TEXT SECTION

Sep. 4, 2013 at 12:37 PM ET
In this exclusive first serial excerpt of his new book, "Still Foolin' 'Em," comedian, actor, producer, director, author and nine-time Oscar host Billy Crystal discusses the realization of his lifelong ambition to play for his beloved New York Yankees.
Honestly, my mom always made me feel special on my birthday, March 14. When I was a young boy, she used to wake me up at the exact time I was born: 7:36 A.M. As I grew older and moved out of the house, it became the phone call at 7:36 A.M. Even after I got married and had kids of my own, I always woke up looking forward to her call—it started the day off on the right foot. I put that tradition into City Slickers, with Jayne Meadows’s voice playing my mom on the other end of the line. Mom’s been gone since 2001, but come March 14, I still get up early and look at the alarm clock, and at 7:36, in my mind I hear the phone ring. Her call always ended with her saying, “Do something special.” I didn’t even mind that she called collect.
The most special thing I ever did on my birthday was when my life’s dream came true: I got to play for the New York Yankees.
In 2007, I was in Costa Rica for Christmas vacation and could feel my birthday looming. I was anxious about turning sixty — it felt like a huge number. Derek Jeter happened to be at our hotel. I’d known Derek since his rookie year, and we’d become friends. I told Derek I was going to be sixty and was a little freaked out about it. Jeter asked, “If you could do one thing to make yourself happy, what would it be? You should do something special.” Somewhere, my mom was smiling.
I knew my answer to Jeter’s question right away. When Joe Torre was the Yankees’ manager, he had let me work out with the team many times, even before World Series games. Joe and I were very close friends, and he not only knew I could handle myself on the ﬁeld but thought my presence might even relax the guys. Inﬁeld practice was the most fun. I was still a good player, having been an outstanding (if I say so myself ) high school second baseman and shortstop, and had played in leagues in New York and Los Angeles into my forties. My skills, though hardly professional, were solid. I still take batting practice regularly in a cage at home, and every morning my gym workout ends with a “catch.” Turning double plays with Jeter on the historic inﬁeld of old Yankee Stadium was an enormous thrill. I wanted to do it again—this time, for real.

TASKS TO COMPLETE
A. Rewrite the paragraph of the book excerpt that begins "In 2007, I was in Costa Rica" as a short list, keeping its main facts.
B. According to the book excerpt, why did Joe Torre let the narrator work out with the Yankees? Answer in one to three sentences.
C. Extend the book excerpt about Billy Crystal's dream of playing for the New York Yankees, starting after its final sentence.
The lines after this point are separate material, unrelated to the book excerpt.

DATA PROVIDED
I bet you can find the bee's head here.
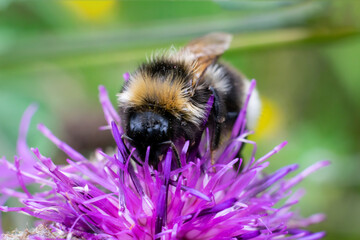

ANSWERS PER TASK
A.
- In 2007, the narrator spent Christmas vacation in Costa Rica, anxious about turning sixty soon.
- Derek Jeter, a friend since his rookie year, was staying at the same hotel.
- When the narrator admitted being a little freaked out about the birthday, Jeter asked what one thing would make him happy and urged him to do something special.
- Those words echoed his mom's birthday wish.

B. Joe Torre and the narrator were very close friends. Torre knew the narrator could handle himself on the field, and he thought his presence might even relax the players.

C.
I came up with a plan where I would get one at bat in a spring training game. Whatever happens, happens, and I then announce my retirement and throw the team a party. Jeter loved the idea, and a few weeks before my sixtieth birthday, he and George Steinbrenner, Lonn Trost, Randy Levine, Brian Cashman, Bud Selig, and Major League Baseball gave me the greatest birthday gift ever: the Yankees would sign me to a one-day contract, and I would play against the Pittsburgh Pirates in a spring training game in Tampa. The game was on March 13, 2008, the day before my sixtieth birthday.
The ofﬁcial contract was for $4 million! But the nice part was that the Yankees gave me three days to come up with the money. We worked it out so that I would be the DH—designated Hebrew. Even though I wasn’t going to be in the ﬁeld, I needed to prepare. As you get older, there’s a ﬁne line between getting a walk and just wandering away from the batter’s box. So I went into training.
Reggie Smith, the former great player who’d trained my “Maris and Mantle” — Barry Pepper and Thomas Jane— for 61*, has a baseball academy in Encino, California. He is a great teacher, and a better man. When I told him what was happening, he was almost as excited as I was. We didn’t have a lot of time, but every day I worked on my swing with Reggie and his son (also a great teacher), against live pitching. As I left the West Coast for this great moment—accompanied by my good pal Robin Williams and some dear friends from high school — I was hitting eighty-ﬁve-mile-per-hour fastballs and felt as ready as a ﬁfty-nine-year-old comedian can feel as he’s about to play for the New York Yankees.
Trivia freaks will know that I was the oldest person ever to play for the Yankees, and the ﬁrst player ever to test positive for Maalox. I actually did have to undergo routine testing. When they asked me for blood and urine, I gave them my underwear. The day before the game, I met with Yankee manager Joe Girardi. He wanted me to lead off and play left ﬁeld. I said that was too far to run. We agreed that I would lead off and DH and have just the one at bat. Joe wanted me to score a run if I could. I wasn’t sure (again, that’s a long way to run), so we agreed that if I did get on base, Johnny Damon would pinch-run for me. It would be more theatrical, so to speak. I signed my contract with Lonn Trost and Jean Afterman and went and got dressed in the clubhouse. I knew most of the guys in there and had been in the clubhouse many times, but this felt unreal — I was one of them. In a strange way, I was very relaxed about it. It was so natural for me to wait until everyone had left the clubhouse so I could take off my clothes and put on my uniform. Just like high school gym class.
The team was on a road trip, and I spent that day working out with Derek and José Molina, who’d stayed back in Tampa. I took batting practice with Jeter and José while a small crowd and many camera crews looked on. I was on my game, hitting line drive after line drive. I know I shocked everyone, which was a great feeling. But I was in great shape and ready. Tino Martinez was throwing me sixty-mile-per-hour fastballs while Janice videotaped from a distance. Derek saw her and motioned for her to come over by him at the cage. She whispered to him, “How fast is Tino throwing?”
“One-oh-seven,” Derek whispered back.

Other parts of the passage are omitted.